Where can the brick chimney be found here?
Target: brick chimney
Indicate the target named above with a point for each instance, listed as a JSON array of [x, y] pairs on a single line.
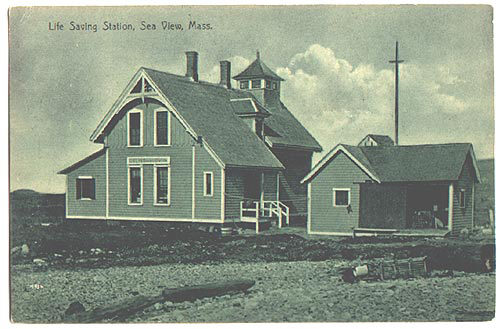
[[225, 74], [192, 65]]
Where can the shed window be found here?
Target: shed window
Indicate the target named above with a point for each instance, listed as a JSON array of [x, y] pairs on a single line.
[[85, 188], [134, 128], [462, 198], [135, 185], [244, 84], [256, 83], [161, 126], [341, 197], [208, 182], [162, 190]]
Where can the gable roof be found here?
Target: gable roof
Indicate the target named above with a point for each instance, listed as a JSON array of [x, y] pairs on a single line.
[[381, 140], [80, 163], [282, 129], [411, 163], [257, 70], [205, 109]]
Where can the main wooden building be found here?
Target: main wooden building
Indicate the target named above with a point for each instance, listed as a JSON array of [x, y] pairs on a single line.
[[178, 149]]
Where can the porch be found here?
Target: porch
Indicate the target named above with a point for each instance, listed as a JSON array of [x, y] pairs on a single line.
[[264, 212], [423, 209]]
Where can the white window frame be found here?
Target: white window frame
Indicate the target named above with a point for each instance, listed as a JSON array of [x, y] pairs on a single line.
[[141, 144], [128, 185], [205, 173], [169, 133], [155, 189], [462, 190], [86, 178], [348, 190]]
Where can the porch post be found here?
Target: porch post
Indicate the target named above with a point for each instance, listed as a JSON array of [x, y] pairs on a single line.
[[450, 207]]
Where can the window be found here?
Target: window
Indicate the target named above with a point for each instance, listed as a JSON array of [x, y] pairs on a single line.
[[138, 87], [462, 198], [147, 87], [135, 186], [162, 186], [256, 84], [135, 128], [85, 188], [341, 197], [208, 184], [244, 84], [162, 134]]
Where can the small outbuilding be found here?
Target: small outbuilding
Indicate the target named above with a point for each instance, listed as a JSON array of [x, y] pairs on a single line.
[[386, 188]]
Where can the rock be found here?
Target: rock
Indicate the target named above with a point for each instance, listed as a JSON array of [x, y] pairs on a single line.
[[74, 307], [25, 250], [15, 250], [39, 261]]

Aim of the exercise – Word for word, restate all of the records. Exclude the pictures.

Response to the task –
Where can the brick chimney be found here?
Target: brick chimney
Indicate the target named above with a point for each instance, listed as a JSON array of [x, y] pairs on a single line.
[[225, 74], [192, 65]]
Where can the shed window be found here?
Target: shed window
Indicate the target named above with a point for each instance, listed as a JSON array of [x, y] pairs on a single line.
[[85, 188], [134, 128], [462, 198], [135, 185], [244, 84], [256, 83], [161, 126], [341, 197], [208, 182], [162, 190]]
Where can the gable roof be found here?
Target: gable roof
Indicate the target named above with a point for each instance, listed as a JSON array of [x, y] pairs on a single line.
[[381, 140], [80, 163], [282, 129], [411, 163], [257, 70], [205, 109]]
Where can the main wooden building be found here?
Target: main wooden building
Indicate the target named above with a point for each instance, listed as a JSON array of [x, y] pairs on a single line.
[[178, 149]]
Where can the porch be found here?
Target: porch
Indicate the target named above with a point for each instance, listed as a JSON array of [x, y] pairs on a single line.
[[264, 212], [423, 209]]
Where can the white window frame be found here?
Target: white window frame
Indicate the target named above with a point for each instance, listed as a JSON array of [x, y] pairs on a single line.
[[141, 144], [128, 185], [205, 173], [169, 133], [155, 189], [462, 190], [86, 178], [348, 190]]
Where can the porch post be found here?
Target: porch post
Indicate the target named above with a point for each instance, listed as a JSON array of [x, y] pairs on a single line.
[[450, 207]]
Where can the window be found here?
Target: window
Indicate the target named above with a point for each instance, listed as a JSON array of [x, y] pairs on a single line.
[[138, 87], [462, 198], [147, 87], [135, 186], [162, 186], [256, 84], [135, 128], [85, 188], [341, 197], [208, 184], [244, 84], [162, 134]]
Where can the small outbuilding be found here?
Target: small outbuilding
Indicate the target named above with a point for each instance, listed as a JSON array of [x, y] pairs on a single line.
[[386, 188]]
Where can the rock be found here?
Target: rock
Indicate the target named above with a point for each instance, listed as a JSON array of [x, y] pairs on a single line.
[[74, 307], [25, 250], [15, 250], [39, 261]]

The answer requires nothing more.